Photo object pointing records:
····················
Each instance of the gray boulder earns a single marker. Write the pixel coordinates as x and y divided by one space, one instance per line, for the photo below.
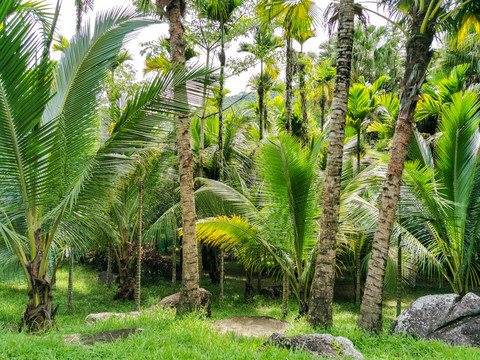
104 336
325 345
447 317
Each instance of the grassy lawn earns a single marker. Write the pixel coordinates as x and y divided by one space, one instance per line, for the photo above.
167 337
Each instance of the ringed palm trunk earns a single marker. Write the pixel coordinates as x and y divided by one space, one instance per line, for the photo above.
288 85
39 314
417 61
70 282
320 310
220 104
139 246
189 293
303 102
261 96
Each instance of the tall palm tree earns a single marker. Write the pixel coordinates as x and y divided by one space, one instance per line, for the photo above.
424 20
190 293
56 174
264 43
294 17
323 77
320 312
221 11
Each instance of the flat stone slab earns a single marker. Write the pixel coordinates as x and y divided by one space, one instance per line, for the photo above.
324 345
103 337
256 326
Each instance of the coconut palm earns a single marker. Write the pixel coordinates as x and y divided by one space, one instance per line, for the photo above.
264 44
445 182
55 171
221 11
294 17
321 302
424 19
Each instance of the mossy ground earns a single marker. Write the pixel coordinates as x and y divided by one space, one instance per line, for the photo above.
190 337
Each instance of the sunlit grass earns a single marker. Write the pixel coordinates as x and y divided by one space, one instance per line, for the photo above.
188 337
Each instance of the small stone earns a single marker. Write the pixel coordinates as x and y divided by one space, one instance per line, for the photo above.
104 336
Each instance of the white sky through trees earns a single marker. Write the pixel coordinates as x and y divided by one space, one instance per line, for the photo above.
236 84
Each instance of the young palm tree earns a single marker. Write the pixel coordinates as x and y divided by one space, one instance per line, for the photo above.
294 17
321 302
424 19
221 11
264 44
54 172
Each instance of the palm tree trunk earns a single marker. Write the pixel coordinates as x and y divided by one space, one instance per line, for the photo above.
288 86
399 276
417 61
320 311
358 271
109 268
202 119
222 276
70 282
190 293
260 102
303 102
139 246
220 104
285 295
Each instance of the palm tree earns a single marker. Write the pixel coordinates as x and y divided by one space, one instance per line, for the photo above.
424 19
264 43
323 77
320 312
280 223
190 293
55 171
82 6
445 185
221 11
294 17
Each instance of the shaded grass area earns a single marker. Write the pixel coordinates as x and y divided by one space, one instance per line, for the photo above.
188 337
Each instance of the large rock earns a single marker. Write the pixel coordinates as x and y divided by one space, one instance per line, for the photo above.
104 336
256 326
325 345
173 300
447 317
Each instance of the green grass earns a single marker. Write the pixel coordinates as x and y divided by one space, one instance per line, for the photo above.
188 337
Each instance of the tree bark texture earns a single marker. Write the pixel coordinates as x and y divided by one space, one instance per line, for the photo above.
70 282
139 246
220 106
189 293
288 86
418 58
320 310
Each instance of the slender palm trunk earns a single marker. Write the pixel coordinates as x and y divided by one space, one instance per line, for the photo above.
320 311
303 102
399 276
285 295
139 245
261 96
222 276
190 293
288 85
70 282
220 104
202 119
417 60
109 268
39 314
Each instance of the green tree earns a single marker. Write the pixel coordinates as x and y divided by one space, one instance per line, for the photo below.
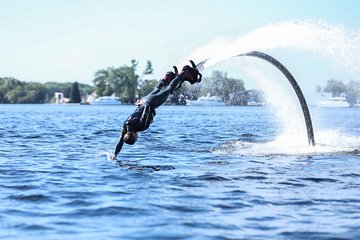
353 92
122 81
335 87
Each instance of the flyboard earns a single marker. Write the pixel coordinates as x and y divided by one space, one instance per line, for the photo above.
290 78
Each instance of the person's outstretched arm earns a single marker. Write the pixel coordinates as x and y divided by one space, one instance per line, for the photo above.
119 145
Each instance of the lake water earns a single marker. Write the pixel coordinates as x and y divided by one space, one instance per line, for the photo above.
196 173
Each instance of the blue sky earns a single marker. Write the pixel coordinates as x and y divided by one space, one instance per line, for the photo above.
68 40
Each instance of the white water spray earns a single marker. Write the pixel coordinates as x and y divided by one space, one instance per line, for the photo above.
334 42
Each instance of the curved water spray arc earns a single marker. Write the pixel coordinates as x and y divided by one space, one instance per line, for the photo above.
294 84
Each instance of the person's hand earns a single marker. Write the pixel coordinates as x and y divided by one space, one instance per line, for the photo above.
138 102
191 74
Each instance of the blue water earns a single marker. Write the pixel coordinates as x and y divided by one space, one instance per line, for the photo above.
196 173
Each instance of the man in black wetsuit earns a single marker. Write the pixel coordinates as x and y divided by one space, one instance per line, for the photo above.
142 117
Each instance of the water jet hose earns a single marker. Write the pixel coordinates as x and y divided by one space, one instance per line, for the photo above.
294 84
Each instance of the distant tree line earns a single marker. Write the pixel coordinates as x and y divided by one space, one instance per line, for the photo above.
128 85
351 90
16 91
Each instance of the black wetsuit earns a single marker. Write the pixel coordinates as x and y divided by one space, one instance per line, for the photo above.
143 115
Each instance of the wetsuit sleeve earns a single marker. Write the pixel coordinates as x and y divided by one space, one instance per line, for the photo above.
158 86
145 117
120 143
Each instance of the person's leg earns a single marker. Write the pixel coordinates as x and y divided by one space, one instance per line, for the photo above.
159 98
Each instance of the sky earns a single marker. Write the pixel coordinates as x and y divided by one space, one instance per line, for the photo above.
69 40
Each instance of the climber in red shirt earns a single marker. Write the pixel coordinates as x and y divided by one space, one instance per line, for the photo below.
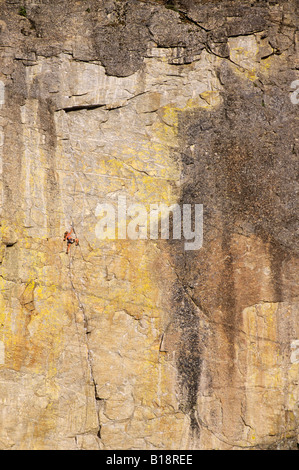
68 238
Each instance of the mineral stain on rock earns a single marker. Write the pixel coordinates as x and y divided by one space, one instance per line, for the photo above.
140 344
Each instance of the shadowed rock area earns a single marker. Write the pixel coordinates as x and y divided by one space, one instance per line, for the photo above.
141 344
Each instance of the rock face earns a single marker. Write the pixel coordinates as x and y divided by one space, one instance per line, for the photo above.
140 344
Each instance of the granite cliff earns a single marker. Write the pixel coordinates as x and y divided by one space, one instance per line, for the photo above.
140 344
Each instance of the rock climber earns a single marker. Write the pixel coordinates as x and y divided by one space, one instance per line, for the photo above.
70 240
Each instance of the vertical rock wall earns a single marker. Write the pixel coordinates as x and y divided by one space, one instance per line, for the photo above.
140 344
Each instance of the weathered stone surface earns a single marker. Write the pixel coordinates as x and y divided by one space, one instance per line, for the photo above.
140 344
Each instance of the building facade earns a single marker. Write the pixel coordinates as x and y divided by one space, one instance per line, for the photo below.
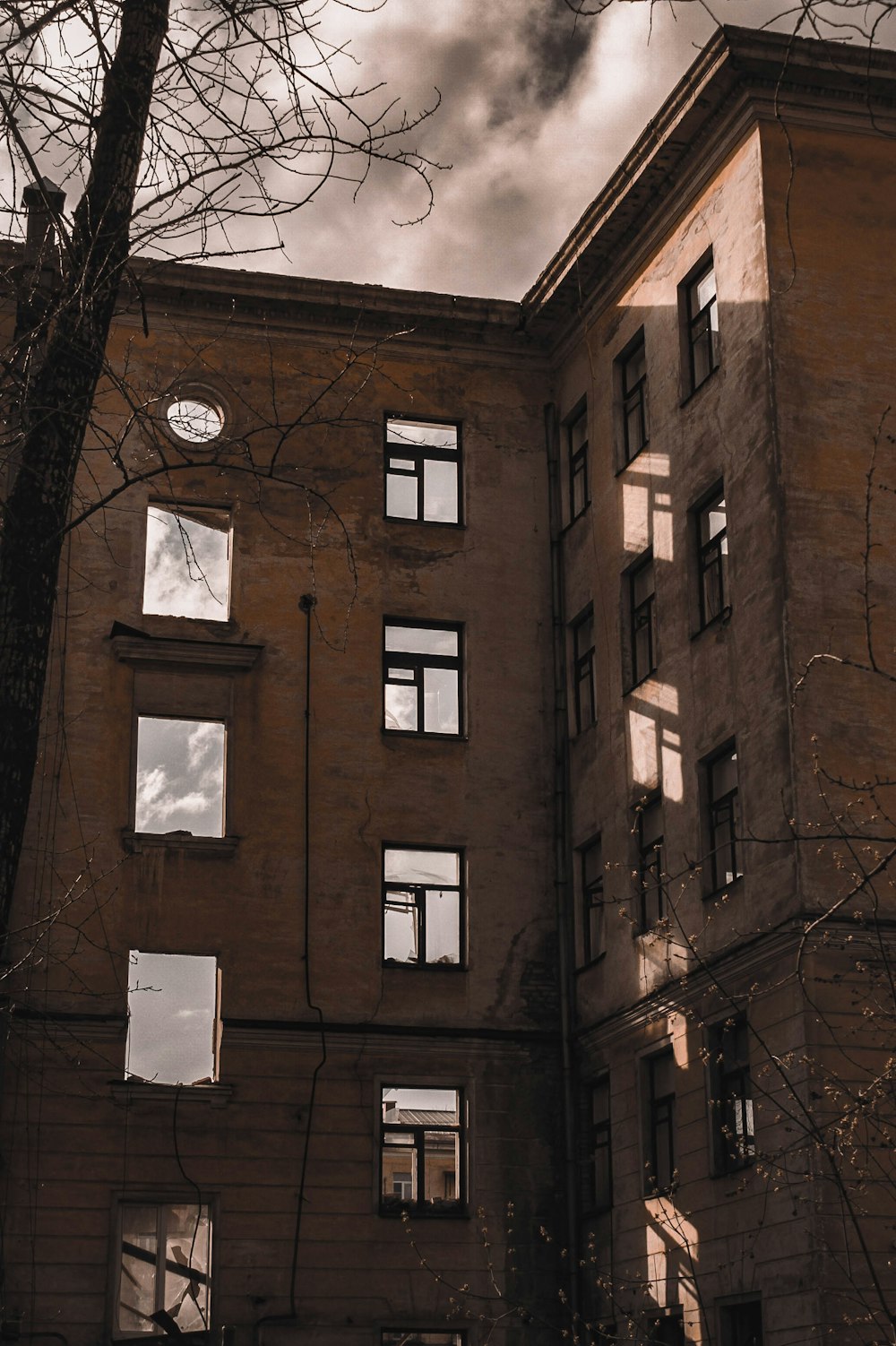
456 903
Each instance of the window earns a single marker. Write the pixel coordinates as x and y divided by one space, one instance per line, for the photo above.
172 1018
712 559
187 563
577 444
415 1337
180 777
660 1121
164 1278
740 1324
423 909
584 669
601 1193
732 1096
421 1151
650 863
642 619
421 676
423 471
724 817
592 901
633 386
702 324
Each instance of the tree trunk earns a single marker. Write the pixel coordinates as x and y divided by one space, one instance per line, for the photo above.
53 412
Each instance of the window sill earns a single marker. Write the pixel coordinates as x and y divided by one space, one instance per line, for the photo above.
136 843
144 1091
720 621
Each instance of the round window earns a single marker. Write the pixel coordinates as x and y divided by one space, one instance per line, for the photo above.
195 418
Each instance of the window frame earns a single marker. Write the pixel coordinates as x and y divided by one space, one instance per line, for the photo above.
731 1083
452 1208
590 900
641 616
712 557
631 399
577 461
418 664
420 455
691 322
659 1112
461 887
654 867
161 1201
584 668
719 805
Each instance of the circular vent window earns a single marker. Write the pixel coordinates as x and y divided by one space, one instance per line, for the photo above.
195 418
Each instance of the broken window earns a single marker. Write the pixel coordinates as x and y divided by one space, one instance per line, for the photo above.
600 1155
180 777
421 902
592 901
421 677
416 1337
172 1018
423 471
577 447
642 619
421 1151
731 1094
164 1278
650 863
724 817
633 391
702 324
187 565
660 1121
584 669
712 557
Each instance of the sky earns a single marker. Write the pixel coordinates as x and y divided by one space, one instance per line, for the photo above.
537 109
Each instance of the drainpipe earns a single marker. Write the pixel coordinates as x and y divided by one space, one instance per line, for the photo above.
563 849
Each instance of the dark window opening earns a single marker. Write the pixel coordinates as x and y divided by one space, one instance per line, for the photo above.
732 1096
702 326
650 865
577 444
421 678
584 670
423 909
660 1121
423 471
724 817
421 1151
633 383
712 559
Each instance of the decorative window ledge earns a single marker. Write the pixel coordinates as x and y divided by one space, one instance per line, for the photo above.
136 843
152 649
137 1091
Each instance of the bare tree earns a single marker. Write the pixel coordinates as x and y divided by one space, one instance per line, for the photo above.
171 123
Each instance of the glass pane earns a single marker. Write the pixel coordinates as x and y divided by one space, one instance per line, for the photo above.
187 565
442 1150
401 496
443 927
423 867
187 1248
180 775
421 432
171 1018
442 710
401 707
137 1281
420 640
440 491
401 933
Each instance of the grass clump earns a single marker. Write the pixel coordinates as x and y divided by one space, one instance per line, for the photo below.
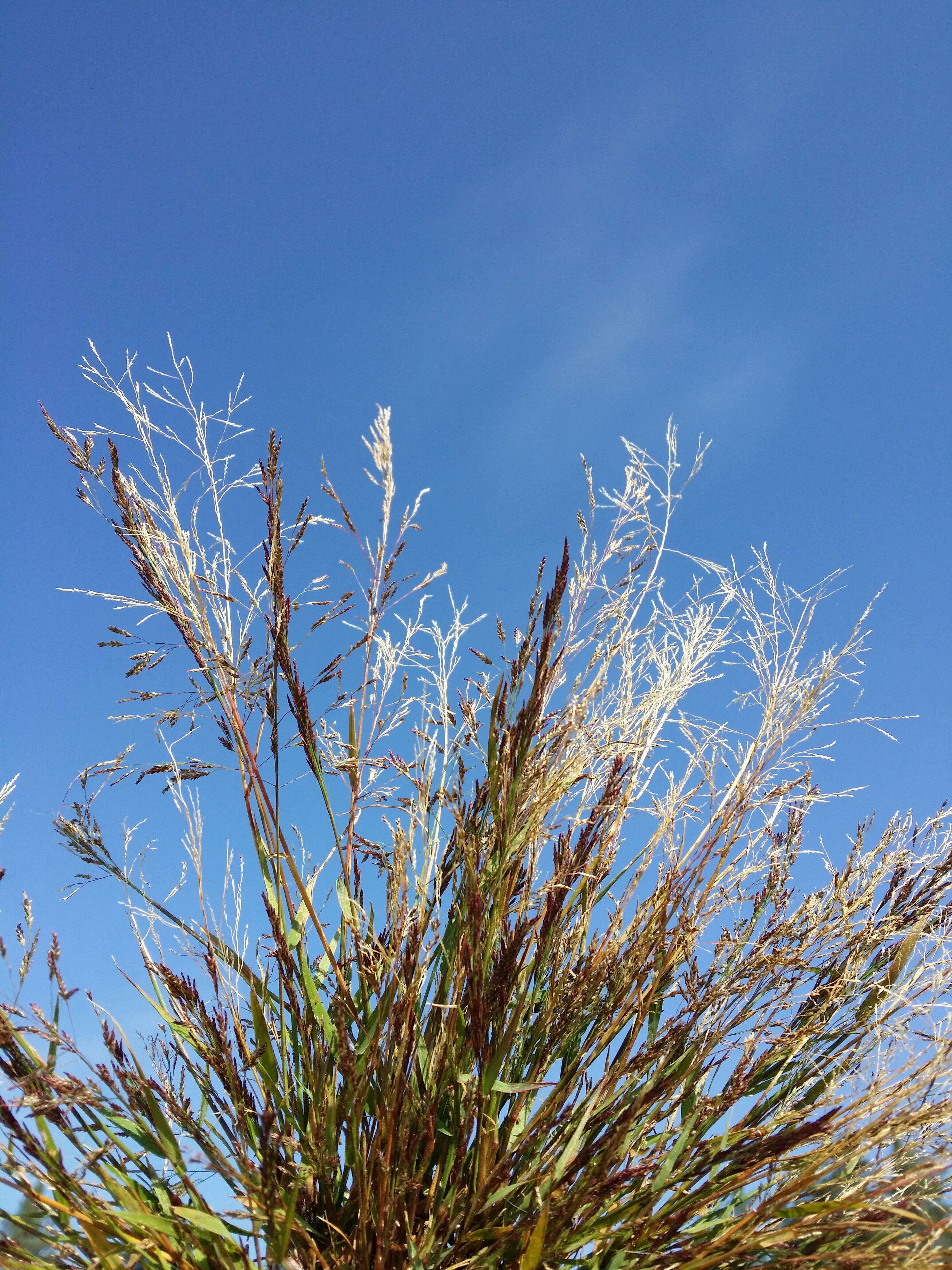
535 984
····················
WHAT THIS TASK INVOLVES:
Reproduce the data verbatim, from the line containing "Each instance of the bare" through the last line of the data, including both ends. Leave out the pictures.

EXERCISE RESULT:
Each instance of the bare tree earns a single marker. Write the pixel coordinates as x and y divided by one space, one instance per line, for the photo above.
171 123
Each instance of the glass pane earns a single marker. Write the pixel coordinates as x and y divided by one space, one instance per line, for the photo above.
187 565
442 1150
401 496
443 927
423 867
187 1248
180 775
421 432
171 1018
442 710
401 707
137 1281
420 640
440 491
401 933
Each instance of the grass clump earns a single marker. Write the pixel coordinates as x and y divided by one space, one instance per line, for the photo below.
535 984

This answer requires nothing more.